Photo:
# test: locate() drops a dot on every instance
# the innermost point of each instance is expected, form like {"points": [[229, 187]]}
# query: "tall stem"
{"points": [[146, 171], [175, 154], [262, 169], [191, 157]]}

:::::

▶ [Description of the task]: Reproduce the records above, substituting "occurrence" for "instance" wherever it occurs and leaving everything else unchanged.

▶ [Full solution]:
Photo:
# test: locate() drops a dot on every occurrence
# the innermost point of each occurrence is expected, form like {"points": [[229, 187]]}
# query: "tall stem"
{"points": [[146, 171], [175, 154], [262, 169], [191, 157]]}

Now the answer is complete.